**原文:**
查找树中两个节点的最低公共祖先

求树中两个节点的最低公共祖先

给定一棵树和两个节点，求解这两个节点在树中的最低公共祖先节点。（剑指Offer）

思路：
从根节点遍历树，直到要查找的节点，保存从根节点到要查找的节点的路径。遍历两次树，即保存了根节点到要查找的两个节点的两条路径，然后求出两条路径的最后一个交点即可。

C++代码实现：

#include <iostream>
#include <vector>
#include <list>

using namespace std;

typedef struct TreeNode{
    int data;
    struct TreeNode *leftChild;
    struct TreeNode *rightChild;
}TreeNode, *BiTree;

bool GetNodePath(TreeNode* pRoot, int data, list<BiTree> &path){
    if(pRoot == NULL){
        return false;
    }
    if(pRoot->data == data){
        return true;
    }

    path.push_back(pRoot);

    bool found = false;

    if(!found){
        found = GetNodePath(pRoot->leftChild, data, path);
    }
    if(!found){
        found = GetNodePath(pRoot->rightChild, data, path);
    }

    if(!found){
        path.pop_back();
    }
    return found;

}

BiTree GetLastCommonNode(list<BiTree> &path1, list<BiTree> &path2){
    list<BiTree>::const_iterator i1 = path1.begin();
    list<BiTree>::const_iterator i2 = path2.begin();

    BiTree pLast = NULL;

    for(;i1!=path1.end() && i2!=path2.end();){
        if(*i1 == *i2){
            pLast = *i1;
        }
        ++i1;
        ++i2;
    }
    return pLast;
}

BiTree GetLastCommonParent(TreeNode* pRoot, int data1, int data2){
    if(pRoot == NULL){
        return NULL;
    }

    list<BiTree> path1, path2;
    GetNodePath(pRoot, data1, path1);

    GetNodePath(pRoot, data2, path2);

    return GetLastCommonNode(path1, path2);
}

int creatTree(BiTree &T){
    int data;
    cin >> data;
    if(data == -1){
        T = NULL;
        return 0;
    }else{
        T = (BiTree)malloc(sizeof(TreeNode));
        T->data = data;
        creatTree(T->leftChild);
        creatTree(T->rightChild);
    }
    return 0;
}


int main(int argc, const char * argv[]) {
    // insert code here...

    BiTree T, result;

    int data1, data2;

    creatTree(T);

    cin >> data1 >> data2;
    result = GetLastCommonParent(T, data1, data2);
    cout << result->data << endl;

    return 0;
}

**记录数据:**

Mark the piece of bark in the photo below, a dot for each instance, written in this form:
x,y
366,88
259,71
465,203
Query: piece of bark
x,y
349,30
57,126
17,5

**任务要求:**
A - 把原文里从“查找树中两个节点的最低公共祖先”开始，一直到“两条路径的最后一个交点即可。”为止的全部内容原样输出。
B - 原文的C++代码里定义了哪些函数？列出全部函数名。
C - 把原文中的这句话译成英语：“给定一棵树和两个节点，求解这两个节点在树中的最低公共祖先节点。”

**参考答案:**
A -
查找树中两个节点的最低公共祖先

求树中两个节点的最低公共祖先

给定一棵树和两个节点，求解这两个节点在树中的最低公共祖先节点。（剑指Offer）

思路：
从根节点遍历树，直到要查找的节点，保存从根节点到要查找的节点的路径。遍历两次树，即保存了根节点到要查找的两个节点的两条路径，然后求出两条路径的最后一个交点即可。

B -
GetNodePath
GetLastCommonNode
GetLastCommonParent
creatTree
main

C - Given a tree and two nodes, find the lowest common ancestor node of these two nodes in the tree.